Mozart Camargo Guarnieri nasceu em 1907 em Tietê (SP). O pai, imigrante italiano e entusiasta da música, não só batizou os filhos homens em homenagem a grandes compositores (Mozart, Verdi, Rossine e Belline — assim mesmo, com “e”), como não hesitou em mudar para a capital em 1922, buscando melhor orientação para o talento do filho mais velho, que aos 13 anos já ensaiava suas primeiras composições.
Em São Paulo, Guarnieri conheceu Mário de Andrade em 1928, ano em que o poeta publicou o Ensaio sobre a música brasileira, obra que se tornou referência estética no cenário musical de nosso país. No primeiro contato, Guarnieri apresentou duas peças compostas sob orientação do regente italiano Lamberto Baldi; Mário de Andrade ficou impressionado, sobretudo com os elementos nacionais latentes naquelas obras, e ofereceu-se para orientar o jovem compositor em sua formação estética e cultural. A chamada Escola Nacionalista Brasileira surge em decorrência desse encontro. Além de compor com essa orientação estética, Guarnieri também exerceu sistematicamente o ensino da composição, formando algumas gerações de compositores.
Dentre as ideias propostas por Mário de Andrade está a questão do abrasileiramento do ato de compor e de pensar a música de acordo com a realidade nacional. Uma de suas reflexões é justamente sobre o aproveitamento de formas musicais brasileiras na música de concerto:
Imagine-se por um exemplo uma Suíte:
1_Ponteio (prelúdio em qualquer métrica ou movimento);
2_Cateretê (binário rápido);
3_Coco (binário lento), (polifonia coral), substitutivo de Sarabanda;
4_Moda ou Modinha (em ternário ou quaternário), substitutivo da Ária antiga;
5_Cururu (pra utilização de motivo ameríndio), (pode-se imaginar uma dança africana pra empregar motivo afro-brasileiro),(sem movimento predeterminado);
6_Dobrado (ou Samba, ou Maxixe), (binário rápido ou imponente final).
[...]
E já que estou imaginando em peças grandes, é fácil evitar as formas de Sonata, Tocata etc. muito desvirtuadas hoje em dia […].1
Tal idealização nacionalizada foi incorporada em muitas obras de Guarnieri. O título das obras e dos movimentos muitas vezes expressa sua intenção de fazer referência à cultura musical brasileira, mesmo que a linguagem musical não o faça diretamente: seus Choros para instrumento solista e orquestra não são adaptações diretas do gênero popular. Guarnieri justifica o título dizendo que: “Choro está substituindo concerto”.
——
*TRABALHO SOLICITADO*:
Reproduza fielmente o trecho do texto sobre Camargo Guarnieri que se inicia pelas palavras "Em São Paulo, Guarnieri" e se encerra com "gerações de compositores.". Baseie-se exclusivamente no texto sobre Camargo Guarnieri.

*DADOS BRUTOS*:
——
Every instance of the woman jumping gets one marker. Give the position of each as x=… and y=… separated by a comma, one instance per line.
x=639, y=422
——
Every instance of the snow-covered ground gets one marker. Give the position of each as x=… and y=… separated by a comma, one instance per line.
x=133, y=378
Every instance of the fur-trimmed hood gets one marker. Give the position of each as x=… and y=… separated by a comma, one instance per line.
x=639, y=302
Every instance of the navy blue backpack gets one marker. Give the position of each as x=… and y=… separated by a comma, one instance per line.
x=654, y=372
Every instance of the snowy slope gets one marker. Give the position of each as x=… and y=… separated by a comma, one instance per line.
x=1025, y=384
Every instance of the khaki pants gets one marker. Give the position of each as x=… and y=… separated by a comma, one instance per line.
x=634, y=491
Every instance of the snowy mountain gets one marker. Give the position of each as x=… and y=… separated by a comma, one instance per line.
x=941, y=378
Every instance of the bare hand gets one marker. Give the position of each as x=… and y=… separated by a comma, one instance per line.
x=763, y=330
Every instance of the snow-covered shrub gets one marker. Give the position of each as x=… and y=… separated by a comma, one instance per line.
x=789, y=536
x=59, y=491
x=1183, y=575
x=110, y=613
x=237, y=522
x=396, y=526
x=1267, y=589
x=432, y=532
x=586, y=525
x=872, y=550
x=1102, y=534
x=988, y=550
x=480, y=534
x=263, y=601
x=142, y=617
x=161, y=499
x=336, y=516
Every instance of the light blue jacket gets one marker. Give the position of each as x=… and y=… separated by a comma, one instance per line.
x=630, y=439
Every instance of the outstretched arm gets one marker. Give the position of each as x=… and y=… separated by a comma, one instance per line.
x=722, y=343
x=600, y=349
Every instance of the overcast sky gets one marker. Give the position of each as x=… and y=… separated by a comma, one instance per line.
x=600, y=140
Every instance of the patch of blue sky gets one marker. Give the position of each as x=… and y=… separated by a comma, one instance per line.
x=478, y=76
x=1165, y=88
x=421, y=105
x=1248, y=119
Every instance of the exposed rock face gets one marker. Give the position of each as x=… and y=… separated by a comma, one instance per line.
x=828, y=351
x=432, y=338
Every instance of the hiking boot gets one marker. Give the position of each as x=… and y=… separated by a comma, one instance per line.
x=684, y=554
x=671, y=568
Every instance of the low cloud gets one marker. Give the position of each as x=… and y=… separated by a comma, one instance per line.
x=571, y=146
——
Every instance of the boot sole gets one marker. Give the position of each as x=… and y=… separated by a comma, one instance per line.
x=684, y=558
——
*RESOLUÇÃO DO EXERCÍCIO*:
Em São Paulo, Guarnieri conheceu Mário de Andrade em 1928, ano em que o poeta publicou o Ensaio sobre a música brasileira, obra que se tornou referência estética no cenário musical de nosso país. No primeiro contato, Guarnieri apresentou duas peças compostas sob orientação do regente italiano Lamberto Baldi; Mário de Andrade ficou impressionado, sobretudo com os elementos nacionais latentes naquelas obras, e ofereceu-se para orientar o jovem compositor em sua formação estética e cultural. A chamada Escola Nacionalista Brasileira surge em decorrência desse encontro. Além de compor com essa orientação estética, Guarnieri também exerceu sistematicamente o ensino da composição, formando algumas gerações de compositores.